(The problem) Locate the line that contains "query | white cake with monogram" in the entries below, then repeat it and every following line through the line that contains "sample | [82, 50]", exactly, and no others.

════════════════════

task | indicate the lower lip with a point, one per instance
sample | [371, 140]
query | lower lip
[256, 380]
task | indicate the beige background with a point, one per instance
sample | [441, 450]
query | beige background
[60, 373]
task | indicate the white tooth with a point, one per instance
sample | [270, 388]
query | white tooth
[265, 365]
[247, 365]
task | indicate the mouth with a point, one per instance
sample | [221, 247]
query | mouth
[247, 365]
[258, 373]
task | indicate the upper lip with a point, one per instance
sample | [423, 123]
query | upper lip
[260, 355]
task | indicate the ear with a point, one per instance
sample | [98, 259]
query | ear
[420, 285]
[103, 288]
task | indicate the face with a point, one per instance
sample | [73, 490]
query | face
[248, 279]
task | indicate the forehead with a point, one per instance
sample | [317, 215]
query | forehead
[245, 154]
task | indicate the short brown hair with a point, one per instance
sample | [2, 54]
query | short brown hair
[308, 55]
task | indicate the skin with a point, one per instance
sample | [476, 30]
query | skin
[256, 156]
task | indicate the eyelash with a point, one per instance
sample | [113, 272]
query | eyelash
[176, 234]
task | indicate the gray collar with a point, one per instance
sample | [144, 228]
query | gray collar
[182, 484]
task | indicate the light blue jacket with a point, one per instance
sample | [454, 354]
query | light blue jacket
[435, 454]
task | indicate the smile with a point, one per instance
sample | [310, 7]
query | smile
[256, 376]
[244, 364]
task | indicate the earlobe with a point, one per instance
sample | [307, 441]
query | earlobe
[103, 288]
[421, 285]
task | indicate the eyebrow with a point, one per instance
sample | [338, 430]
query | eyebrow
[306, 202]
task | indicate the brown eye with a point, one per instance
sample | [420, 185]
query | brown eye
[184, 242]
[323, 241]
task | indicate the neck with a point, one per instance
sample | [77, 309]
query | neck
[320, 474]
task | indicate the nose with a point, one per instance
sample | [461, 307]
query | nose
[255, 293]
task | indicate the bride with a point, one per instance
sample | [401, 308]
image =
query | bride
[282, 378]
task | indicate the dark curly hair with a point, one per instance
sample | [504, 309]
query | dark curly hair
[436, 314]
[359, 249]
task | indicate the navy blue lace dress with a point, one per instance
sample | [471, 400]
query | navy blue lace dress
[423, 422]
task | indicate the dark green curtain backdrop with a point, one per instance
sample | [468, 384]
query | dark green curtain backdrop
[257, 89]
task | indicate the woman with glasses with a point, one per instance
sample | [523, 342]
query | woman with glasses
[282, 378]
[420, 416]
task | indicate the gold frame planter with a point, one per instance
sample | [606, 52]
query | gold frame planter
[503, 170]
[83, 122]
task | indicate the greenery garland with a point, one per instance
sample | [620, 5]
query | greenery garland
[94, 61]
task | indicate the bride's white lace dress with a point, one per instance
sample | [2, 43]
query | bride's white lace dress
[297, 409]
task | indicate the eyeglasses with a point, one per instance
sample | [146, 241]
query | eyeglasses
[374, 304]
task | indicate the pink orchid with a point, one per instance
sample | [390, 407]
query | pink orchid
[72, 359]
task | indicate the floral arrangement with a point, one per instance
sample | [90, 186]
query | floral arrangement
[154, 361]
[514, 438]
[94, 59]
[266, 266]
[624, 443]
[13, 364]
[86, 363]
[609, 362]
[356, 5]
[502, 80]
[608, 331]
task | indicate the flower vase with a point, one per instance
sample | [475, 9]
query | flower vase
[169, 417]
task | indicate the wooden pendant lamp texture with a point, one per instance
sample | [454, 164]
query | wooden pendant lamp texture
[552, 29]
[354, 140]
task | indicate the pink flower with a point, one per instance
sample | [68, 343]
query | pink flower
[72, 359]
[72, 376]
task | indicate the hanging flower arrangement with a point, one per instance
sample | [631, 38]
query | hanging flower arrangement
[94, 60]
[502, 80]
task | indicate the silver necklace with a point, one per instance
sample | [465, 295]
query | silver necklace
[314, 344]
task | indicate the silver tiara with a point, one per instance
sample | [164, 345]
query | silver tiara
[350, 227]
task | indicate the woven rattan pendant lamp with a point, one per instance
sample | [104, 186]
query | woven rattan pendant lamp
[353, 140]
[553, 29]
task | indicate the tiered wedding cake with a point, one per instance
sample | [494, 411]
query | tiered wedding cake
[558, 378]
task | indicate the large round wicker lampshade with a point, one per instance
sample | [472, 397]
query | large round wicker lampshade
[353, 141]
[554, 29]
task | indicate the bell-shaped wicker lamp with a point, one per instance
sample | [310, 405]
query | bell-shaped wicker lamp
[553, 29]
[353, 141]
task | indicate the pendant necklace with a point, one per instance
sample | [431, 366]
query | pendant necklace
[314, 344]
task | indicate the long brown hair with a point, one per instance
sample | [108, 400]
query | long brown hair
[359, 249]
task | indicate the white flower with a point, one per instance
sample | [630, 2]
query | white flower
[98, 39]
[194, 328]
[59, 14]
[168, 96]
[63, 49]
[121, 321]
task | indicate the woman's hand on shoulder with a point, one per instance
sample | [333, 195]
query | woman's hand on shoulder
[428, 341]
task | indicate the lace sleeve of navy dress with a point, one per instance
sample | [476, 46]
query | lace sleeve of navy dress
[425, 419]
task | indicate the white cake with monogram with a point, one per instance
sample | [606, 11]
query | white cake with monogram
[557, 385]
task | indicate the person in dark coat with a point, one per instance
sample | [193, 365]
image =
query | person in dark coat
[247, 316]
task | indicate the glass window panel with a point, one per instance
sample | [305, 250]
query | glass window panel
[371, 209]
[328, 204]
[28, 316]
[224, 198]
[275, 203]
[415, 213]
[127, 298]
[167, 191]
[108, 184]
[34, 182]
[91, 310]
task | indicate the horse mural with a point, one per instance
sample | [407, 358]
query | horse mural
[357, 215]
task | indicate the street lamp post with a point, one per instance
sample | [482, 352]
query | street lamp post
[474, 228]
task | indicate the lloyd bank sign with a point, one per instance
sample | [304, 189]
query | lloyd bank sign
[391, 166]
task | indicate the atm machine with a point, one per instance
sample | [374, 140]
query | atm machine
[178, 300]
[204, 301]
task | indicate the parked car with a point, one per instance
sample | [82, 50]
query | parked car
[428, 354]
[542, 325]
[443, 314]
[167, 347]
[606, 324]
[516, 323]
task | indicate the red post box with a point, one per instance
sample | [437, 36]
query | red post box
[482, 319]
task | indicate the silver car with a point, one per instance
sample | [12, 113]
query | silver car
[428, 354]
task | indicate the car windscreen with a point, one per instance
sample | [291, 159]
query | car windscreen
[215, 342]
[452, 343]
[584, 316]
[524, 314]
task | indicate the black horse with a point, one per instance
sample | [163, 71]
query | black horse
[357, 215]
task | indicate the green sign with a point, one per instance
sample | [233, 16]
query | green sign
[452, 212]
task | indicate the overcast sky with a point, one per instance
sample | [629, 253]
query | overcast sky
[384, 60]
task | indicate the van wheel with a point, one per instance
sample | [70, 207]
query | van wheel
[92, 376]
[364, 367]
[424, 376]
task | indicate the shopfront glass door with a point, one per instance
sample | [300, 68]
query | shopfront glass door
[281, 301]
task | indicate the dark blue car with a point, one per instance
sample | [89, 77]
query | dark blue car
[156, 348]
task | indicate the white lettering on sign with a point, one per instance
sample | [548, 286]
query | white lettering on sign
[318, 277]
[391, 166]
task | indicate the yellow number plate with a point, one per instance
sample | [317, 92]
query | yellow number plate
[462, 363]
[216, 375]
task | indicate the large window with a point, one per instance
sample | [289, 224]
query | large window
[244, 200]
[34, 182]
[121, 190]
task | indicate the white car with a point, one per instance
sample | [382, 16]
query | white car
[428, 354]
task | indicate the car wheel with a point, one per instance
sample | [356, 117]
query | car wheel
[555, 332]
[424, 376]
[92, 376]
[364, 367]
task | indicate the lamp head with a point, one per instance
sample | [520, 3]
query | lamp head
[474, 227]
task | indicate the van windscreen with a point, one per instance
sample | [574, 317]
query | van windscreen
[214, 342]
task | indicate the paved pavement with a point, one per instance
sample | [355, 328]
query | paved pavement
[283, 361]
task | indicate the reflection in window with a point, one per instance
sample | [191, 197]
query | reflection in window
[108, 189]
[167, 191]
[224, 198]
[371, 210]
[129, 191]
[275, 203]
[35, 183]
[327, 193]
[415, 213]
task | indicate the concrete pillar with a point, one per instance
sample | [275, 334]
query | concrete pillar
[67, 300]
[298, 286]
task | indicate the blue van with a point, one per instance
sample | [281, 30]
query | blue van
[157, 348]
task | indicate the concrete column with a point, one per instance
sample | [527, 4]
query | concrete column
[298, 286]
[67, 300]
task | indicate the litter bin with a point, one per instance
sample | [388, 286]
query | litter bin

════════════════════

(Answer section)
query | white cake with monogram
[557, 385]
task | indicate the person in dark coat with a point, one per instance
sample | [193, 365]
image =
query | person in dark coat
[247, 316]
task | indicate the glass window panel with a point, one per instance
sample | [305, 250]
query | glass window panel
[371, 209]
[328, 204]
[28, 316]
[224, 198]
[275, 203]
[415, 213]
[127, 298]
[167, 191]
[108, 184]
[34, 182]
[91, 310]
task | indicate the horse mural with a point, one per instance
sample | [407, 358]
query | horse mural
[357, 215]
task | indicate the street lamp post with a point, one per instance
sample | [482, 352]
query | street lamp post
[474, 228]
task | indicate the lloyd bank sign with a point, one per instance
sample | [304, 189]
query | lloyd bank sign
[391, 166]
task | indicate the atm machine with a point, one per instance
sample | [374, 140]
query | atm machine
[178, 300]
[204, 301]
task | indicate the parked car with a point, one per instance
sample | [82, 50]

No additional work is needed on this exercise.